SEITENAUSZUG:
Bürgerinitiativen scheitern eher an formalen Hürden als in der Abstimmung

Bürgerentscheidsbericht zeigt Reformbedarf auf

 

Bürgerbegehren werden oft von neuen Bürgerinitiativen angestoßen

Bürgerbegehren werden oft von neuen Bürgerinitiativen angestoßen und scheitern weniger beim Entscheid als an formalen Hürden. Dies sind einige der neuen Erkenntnisse des Bürgerentscheidsberichts, den der Politikwissenschaftler Fabian Reidinger jetzt bei eine Veranstaltung im Bürgerhaus Stuttgart-West zu den Ergebnissen der Reform der Gemeindeordnung aus dem Jahr 2005 vorgelegt hat. Der Bericht wurde mit Bürgerinitiativen, dem Kommunalexperten Prof. Dr. Hans-Georg Wehling und dem Dezernenten des Städtetags BW Norbert Brugger diskutiert. Trotz einiger erfreulicher Entwicklungen stellt Reidinger einen großen weiteren Reformbedarf fest.

Besonders positiv wertete der Bericht, dass heute Bürgerbegehren zu mehr Themen zulässig sind als vor der Reform. Dies führte auch zu einem Anstieg der Verfahren von durchschnittlich 13 auf 23 Verfahren pro Jahr. Auch hat es sich positiv ausgewirkt, dass für einen gültigen Bürgerentscheid nicht mehr die Zustimmung von 30 Prozent aller Wahlberechtigten erforderlich ist, sondern „nur“ noch von 25 %.(sog. "Quorum"). Die Zahl der unwirksamen Bürgerentscheide sank so von 40 auf 21,3 Prozent.

BEREITGESTELLTE DATEN:

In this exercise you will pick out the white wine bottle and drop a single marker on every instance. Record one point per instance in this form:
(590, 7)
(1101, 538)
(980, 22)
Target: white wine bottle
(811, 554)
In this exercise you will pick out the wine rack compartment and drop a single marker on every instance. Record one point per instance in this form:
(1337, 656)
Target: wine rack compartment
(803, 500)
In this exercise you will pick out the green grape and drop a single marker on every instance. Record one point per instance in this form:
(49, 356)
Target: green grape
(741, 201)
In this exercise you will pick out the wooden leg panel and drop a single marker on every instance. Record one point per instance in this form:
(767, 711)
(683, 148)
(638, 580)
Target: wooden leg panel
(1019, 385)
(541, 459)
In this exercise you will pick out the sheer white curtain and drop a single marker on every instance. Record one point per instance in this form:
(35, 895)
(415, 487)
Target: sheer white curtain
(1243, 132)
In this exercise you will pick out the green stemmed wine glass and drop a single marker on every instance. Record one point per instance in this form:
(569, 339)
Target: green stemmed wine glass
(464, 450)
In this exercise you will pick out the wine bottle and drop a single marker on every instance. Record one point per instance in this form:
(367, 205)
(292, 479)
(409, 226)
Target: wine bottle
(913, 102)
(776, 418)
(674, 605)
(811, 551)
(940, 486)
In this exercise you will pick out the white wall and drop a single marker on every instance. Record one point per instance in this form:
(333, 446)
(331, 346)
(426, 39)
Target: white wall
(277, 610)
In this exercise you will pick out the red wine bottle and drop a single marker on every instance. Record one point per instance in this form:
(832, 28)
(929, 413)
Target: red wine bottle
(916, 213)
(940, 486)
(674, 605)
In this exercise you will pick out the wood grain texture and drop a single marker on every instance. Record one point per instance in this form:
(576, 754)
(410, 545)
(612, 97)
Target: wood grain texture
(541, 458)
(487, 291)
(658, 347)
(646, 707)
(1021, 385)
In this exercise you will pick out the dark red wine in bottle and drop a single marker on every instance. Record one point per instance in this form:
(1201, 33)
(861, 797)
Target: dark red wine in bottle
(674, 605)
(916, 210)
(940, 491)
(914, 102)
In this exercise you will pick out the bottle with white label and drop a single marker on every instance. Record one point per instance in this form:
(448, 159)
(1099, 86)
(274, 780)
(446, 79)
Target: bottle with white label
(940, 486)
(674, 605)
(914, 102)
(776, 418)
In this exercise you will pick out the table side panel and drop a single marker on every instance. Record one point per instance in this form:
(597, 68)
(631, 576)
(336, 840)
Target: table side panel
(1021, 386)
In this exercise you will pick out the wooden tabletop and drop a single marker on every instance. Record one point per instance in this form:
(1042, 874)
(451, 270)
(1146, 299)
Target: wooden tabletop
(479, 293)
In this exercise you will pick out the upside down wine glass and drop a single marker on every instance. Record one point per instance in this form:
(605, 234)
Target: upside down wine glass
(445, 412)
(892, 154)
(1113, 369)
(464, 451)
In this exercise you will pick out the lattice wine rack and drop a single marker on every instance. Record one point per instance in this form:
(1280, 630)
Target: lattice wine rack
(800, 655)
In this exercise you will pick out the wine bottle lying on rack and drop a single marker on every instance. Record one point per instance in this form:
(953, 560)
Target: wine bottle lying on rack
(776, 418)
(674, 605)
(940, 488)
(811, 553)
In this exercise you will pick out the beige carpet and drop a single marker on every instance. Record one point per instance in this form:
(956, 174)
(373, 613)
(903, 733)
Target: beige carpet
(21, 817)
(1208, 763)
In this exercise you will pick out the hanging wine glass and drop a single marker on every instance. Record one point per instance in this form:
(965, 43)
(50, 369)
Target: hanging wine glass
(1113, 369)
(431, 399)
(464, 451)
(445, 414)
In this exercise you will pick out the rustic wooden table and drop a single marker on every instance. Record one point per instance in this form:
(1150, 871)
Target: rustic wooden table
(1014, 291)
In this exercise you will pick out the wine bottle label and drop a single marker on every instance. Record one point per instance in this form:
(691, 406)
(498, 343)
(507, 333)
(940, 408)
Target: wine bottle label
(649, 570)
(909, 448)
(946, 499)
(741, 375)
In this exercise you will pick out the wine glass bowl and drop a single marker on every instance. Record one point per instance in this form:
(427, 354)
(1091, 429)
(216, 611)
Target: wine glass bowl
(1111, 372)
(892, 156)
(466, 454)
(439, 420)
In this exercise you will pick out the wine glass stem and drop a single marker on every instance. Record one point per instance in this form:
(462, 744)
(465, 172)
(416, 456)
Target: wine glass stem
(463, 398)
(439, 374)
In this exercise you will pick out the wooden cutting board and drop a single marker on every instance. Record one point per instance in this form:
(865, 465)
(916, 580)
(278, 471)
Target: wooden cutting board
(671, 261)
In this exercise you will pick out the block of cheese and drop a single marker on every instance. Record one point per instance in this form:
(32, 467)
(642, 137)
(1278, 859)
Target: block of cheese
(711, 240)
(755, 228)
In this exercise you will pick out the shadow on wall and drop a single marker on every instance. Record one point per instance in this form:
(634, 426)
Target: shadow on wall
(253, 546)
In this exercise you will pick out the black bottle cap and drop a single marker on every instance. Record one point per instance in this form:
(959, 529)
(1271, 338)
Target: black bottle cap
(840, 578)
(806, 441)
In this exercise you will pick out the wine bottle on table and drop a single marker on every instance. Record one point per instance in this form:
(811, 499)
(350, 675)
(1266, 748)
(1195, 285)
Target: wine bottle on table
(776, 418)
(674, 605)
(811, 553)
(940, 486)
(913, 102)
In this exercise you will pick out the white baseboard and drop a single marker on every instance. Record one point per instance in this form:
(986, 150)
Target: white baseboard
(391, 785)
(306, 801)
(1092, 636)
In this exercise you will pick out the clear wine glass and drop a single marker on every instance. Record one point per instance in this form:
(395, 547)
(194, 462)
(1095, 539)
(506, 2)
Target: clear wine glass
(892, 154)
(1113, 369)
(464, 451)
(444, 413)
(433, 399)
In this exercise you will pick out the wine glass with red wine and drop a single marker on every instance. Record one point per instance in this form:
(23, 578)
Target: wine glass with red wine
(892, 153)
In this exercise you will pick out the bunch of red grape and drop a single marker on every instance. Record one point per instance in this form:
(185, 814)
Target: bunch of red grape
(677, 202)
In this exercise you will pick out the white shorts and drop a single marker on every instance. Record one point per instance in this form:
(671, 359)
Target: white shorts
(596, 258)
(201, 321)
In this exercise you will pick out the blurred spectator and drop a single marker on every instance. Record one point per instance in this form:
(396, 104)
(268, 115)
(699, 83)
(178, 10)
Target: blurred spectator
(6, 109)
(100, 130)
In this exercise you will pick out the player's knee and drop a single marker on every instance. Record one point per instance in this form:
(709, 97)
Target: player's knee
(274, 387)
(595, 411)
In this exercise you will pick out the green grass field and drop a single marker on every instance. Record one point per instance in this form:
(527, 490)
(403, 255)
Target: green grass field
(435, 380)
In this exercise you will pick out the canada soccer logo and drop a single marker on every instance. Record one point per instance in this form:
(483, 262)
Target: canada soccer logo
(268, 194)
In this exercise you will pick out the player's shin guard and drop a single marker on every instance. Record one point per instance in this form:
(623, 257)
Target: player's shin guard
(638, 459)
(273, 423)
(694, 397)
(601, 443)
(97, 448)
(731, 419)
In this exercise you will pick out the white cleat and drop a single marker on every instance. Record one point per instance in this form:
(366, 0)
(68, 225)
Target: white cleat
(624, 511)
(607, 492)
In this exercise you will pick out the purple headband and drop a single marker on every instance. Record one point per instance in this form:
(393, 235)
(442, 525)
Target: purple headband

GESTELLTE AUFGABE:
Zitiere aus dem Seitenauszug die Passage, die mit „Bürgerentscheidsbericht zeigt Reformbedarf“ beginnt und mit „weiteren Reformbedarf fest.“ endet. Stütze dich ausschließlich auf den Seitenauszug.

LÖSUNG DER AUFGABE:
Bürgerentscheidsbericht zeigt Reformbedarf auf

 

Bürgerbegehren werden oft von neuen Bürgerinitiativen angestoßen

Bürgerbegehren werden oft von neuen Bürgerinitiativen angestoßen und scheitern weniger beim Entscheid als an formalen Hürden. Dies sind einige der neuen Erkenntnisse des Bürgerentscheidsberichts, den der Politikwissenschaftler Fabian Reidinger jetzt bei eine Veranstaltung im Bürgerhaus Stuttgart-West zu den Ergebnissen der Reform der Gemeindeordnung aus dem Jahr 2005 vorgelegt hat. Der Bericht wurde mit Bürgerinitiativen, dem Kommunalexperten Prof. Dr. Hans-Georg Wehling und dem Dezernenten des Städtetags BW Norbert Brugger diskutiert. Trotz einiger erfreulicher Entwicklungen stellt Reidinger einen großen weiteren Reformbedarf fest.